> **EXERCISE BRIEF**: In the entries below, substitute "Mark" for every "Indicate" and keep all other text the same. Omit the pictures.

(Pointing dataset excerpts)
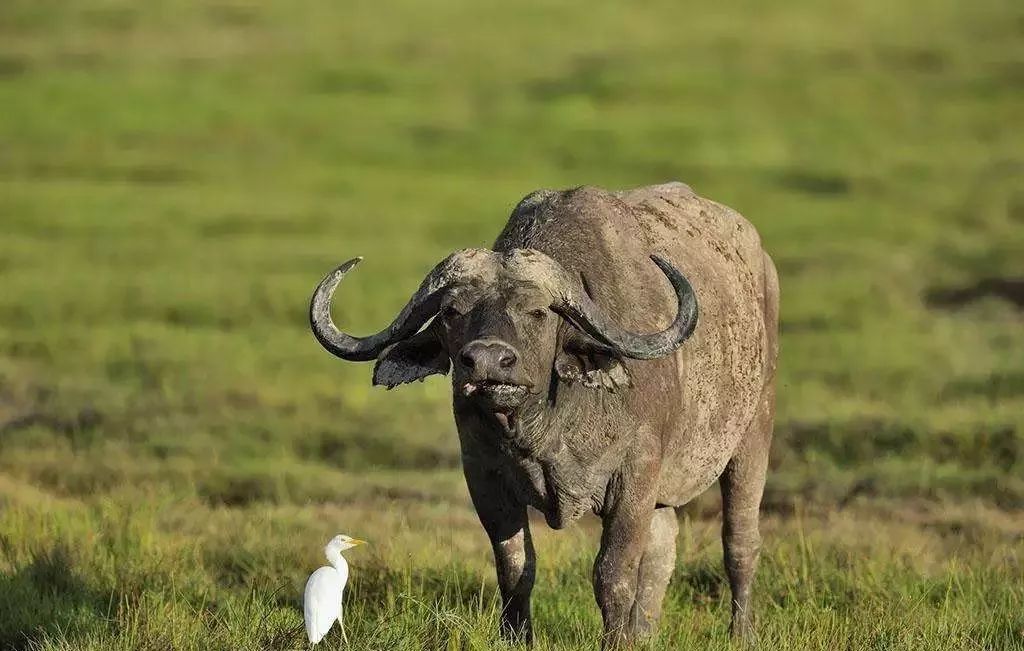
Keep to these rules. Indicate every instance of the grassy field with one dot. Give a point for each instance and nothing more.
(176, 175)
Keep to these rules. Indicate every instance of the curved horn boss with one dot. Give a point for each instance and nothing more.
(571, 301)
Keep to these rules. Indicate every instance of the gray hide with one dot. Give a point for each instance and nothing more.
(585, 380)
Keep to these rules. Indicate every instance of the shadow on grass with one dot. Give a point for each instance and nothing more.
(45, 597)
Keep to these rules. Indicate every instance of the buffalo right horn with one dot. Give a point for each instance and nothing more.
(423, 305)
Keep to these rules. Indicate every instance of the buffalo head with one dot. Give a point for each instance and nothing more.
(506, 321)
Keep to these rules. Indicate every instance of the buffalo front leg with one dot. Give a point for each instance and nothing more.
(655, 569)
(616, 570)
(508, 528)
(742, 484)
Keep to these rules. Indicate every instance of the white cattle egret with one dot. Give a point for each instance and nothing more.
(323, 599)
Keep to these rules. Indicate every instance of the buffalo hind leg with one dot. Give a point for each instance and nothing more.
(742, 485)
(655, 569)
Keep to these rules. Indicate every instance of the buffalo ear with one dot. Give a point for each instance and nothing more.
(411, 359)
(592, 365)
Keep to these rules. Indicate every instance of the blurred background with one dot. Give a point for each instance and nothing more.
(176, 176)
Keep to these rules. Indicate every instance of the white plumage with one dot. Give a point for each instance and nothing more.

> **TASK SOLUTION**:
Keep to these rules. Mark every instance of the grassy field with one dot. Give a point for each instance and nothing more.
(176, 175)
Keep to these rules. Mark every instance of the curved horn boss with one dot. Give a point for each instance and nothing more.
(571, 301)
Keep to these rules. Mark every instance of the gray hide with one dot. Give a point for each instance and nothing more.
(585, 380)
Keep to these rules. Mark every instance of the shadow on grass with one dot. Give a point for each instance and nothing more.
(45, 597)
Keep to these rules. Mark every instance of the buffalo right horn with one dot. Give a point for each instance and nothing more.
(423, 305)
Keep to these rules. Mark every instance of the buffalo head with one dot. Give a point for each instance and nothing more.
(506, 321)
Keep to these rules. Mark every instance of the buffalo front leg with one dot. Give a point for each instance and nothing more.
(655, 569)
(616, 570)
(508, 528)
(742, 484)
Keep to these rules. Mark every instance of the white cattle egret with one dot. Give a point for each instance and nothing more.
(323, 599)
Keep to these rules. Mark every instance of the buffalo hind leg with one dot. Give a point for each instance and nothing more.
(742, 485)
(655, 569)
Keep to these rules. Mark every instance of the buffalo ear with one dot. Give a point for each instance and nothing more.
(411, 359)
(592, 365)
Keep to these rules. Mark every instance of the blurred background with one dot. Give a point for each instance and nothing more.
(176, 176)
Keep to these rules. Mark every instance of the white plumage with one dot. Give a point for each instance and nothing more.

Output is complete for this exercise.